Go through the listing and copy every line word for word.

Stored data:
-- Start --

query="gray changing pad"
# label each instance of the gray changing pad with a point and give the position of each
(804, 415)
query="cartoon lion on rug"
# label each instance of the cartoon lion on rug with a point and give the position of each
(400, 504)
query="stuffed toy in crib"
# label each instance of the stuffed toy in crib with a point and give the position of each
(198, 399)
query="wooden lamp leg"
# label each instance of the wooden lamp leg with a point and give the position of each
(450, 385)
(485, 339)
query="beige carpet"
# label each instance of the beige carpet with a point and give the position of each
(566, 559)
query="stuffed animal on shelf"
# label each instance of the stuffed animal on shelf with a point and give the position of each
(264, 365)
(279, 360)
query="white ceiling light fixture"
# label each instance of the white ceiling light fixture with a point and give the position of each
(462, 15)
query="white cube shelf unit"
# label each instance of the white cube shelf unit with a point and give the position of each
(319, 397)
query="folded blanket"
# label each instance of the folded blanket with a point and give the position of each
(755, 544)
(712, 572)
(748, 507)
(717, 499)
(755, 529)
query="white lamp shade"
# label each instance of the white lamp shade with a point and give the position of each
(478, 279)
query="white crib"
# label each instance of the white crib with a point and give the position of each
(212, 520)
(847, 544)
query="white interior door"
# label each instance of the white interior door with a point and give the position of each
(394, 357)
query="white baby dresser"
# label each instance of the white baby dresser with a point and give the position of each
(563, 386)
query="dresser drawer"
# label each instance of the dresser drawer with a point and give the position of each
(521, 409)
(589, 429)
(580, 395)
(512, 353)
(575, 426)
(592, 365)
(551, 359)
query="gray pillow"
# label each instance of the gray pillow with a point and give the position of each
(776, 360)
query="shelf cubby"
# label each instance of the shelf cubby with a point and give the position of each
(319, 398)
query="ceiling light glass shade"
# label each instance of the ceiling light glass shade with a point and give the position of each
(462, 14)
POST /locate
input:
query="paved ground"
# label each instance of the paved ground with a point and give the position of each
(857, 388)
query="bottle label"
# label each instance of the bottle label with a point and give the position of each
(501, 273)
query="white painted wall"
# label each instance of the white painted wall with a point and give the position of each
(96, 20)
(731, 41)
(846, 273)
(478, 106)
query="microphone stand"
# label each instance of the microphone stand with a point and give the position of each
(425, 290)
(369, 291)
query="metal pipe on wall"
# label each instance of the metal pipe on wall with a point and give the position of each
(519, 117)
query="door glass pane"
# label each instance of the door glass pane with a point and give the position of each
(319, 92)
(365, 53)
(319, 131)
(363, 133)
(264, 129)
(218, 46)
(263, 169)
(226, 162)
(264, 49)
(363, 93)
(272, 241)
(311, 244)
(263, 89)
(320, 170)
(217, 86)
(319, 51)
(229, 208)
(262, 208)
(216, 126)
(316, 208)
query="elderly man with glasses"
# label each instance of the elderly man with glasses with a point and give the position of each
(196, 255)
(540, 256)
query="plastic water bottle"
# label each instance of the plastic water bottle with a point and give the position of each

-- End --

## Result of this task
query="gray changing pad"
# label each instance of the gray changing pad with a point and give the position of each
(804, 415)
query="cartoon lion on rug"
# label each instance of the cartoon lion on rug with a point and give the position of each
(400, 504)
query="stuffed toy in crib"
# label each instance of the stuffed toy in crib with a point and give the position of each
(198, 399)
query="wooden lamp leg"
# label each instance of the wooden lamp leg with a point and give the position of each
(450, 385)
(485, 339)
query="beige carpet"
# label each instance of the beige carpet with a point and give the position of each
(566, 559)
query="stuffed animal on shelf"
# label each instance of the stuffed animal on shelf with a point and give the position of each
(264, 365)
(279, 360)
query="white ceiling light fixture"
# label each instance of the white ceiling light fixture with a point and give the position of each
(462, 15)
query="white cube shelf unit"
# label each instance of the white cube shelf unit with a point and give the position of each
(319, 397)
query="folded blanket"
# label each instance of the folded blanket with a point and give the position of each
(755, 544)
(712, 572)
(748, 507)
(717, 499)
(755, 529)
query="white lamp shade"
# label each instance of the white lamp shade with a point and give the position of each
(478, 279)
query="white crib"
# label each instance of the white crib with a point and give the position of each
(212, 520)
(847, 544)
query="white interior door"
# label each instance of the white interior door with a point and give the position of each
(394, 357)
query="white baby dresser"
# label each instance of the white baby dresser with a point and give the position of each
(563, 386)
query="dresser drawer"
# label each instance of the dresser drawer with a point and give the position of each
(521, 409)
(589, 429)
(580, 395)
(512, 353)
(575, 426)
(592, 365)
(551, 359)
query="gray pillow"
# label each instance of the gray pillow with a point and give the position of each
(776, 360)
query="shelf cubby"
# label each instance of the shelf cubby with a point and give the position of each
(319, 398)
query="ceiling light glass shade"
# label each instance of the ceiling light glass shade with a point and give the position of each
(462, 14)
POST /locate
input:
query="paved ground"
# label each instance of the paved ground with a point and give the position of each
(857, 388)
query="bottle label"
# label each instance of the bottle label with a point and give the position of each
(501, 273)
query="white painted wall"
# label each instance of the white painted wall with a point and give the position of each
(96, 20)
(731, 41)
(846, 273)
(478, 106)
query="microphone stand"
# label each instance of the microphone stand with a point and give the position of each
(425, 290)
(369, 291)
query="metal pipe on wall"
# label each instance of the metal pipe on wall with a point and give the position of each
(519, 117)
query="door glass pane"
# label each instance of the door glass pane with a point and give the position of each
(319, 92)
(365, 53)
(319, 131)
(363, 133)
(264, 129)
(218, 46)
(263, 169)
(226, 162)
(264, 49)
(363, 93)
(272, 241)
(311, 244)
(263, 89)
(320, 170)
(217, 86)
(319, 51)
(229, 208)
(262, 208)
(216, 126)
(316, 208)
query="elderly man with glasses"
# label each instance of the elderly man with glasses with a point and give the position of each
(196, 255)
(540, 256)
query="plastic water bottle"
# label each instance of the plastic water bottle with a point and give the position of each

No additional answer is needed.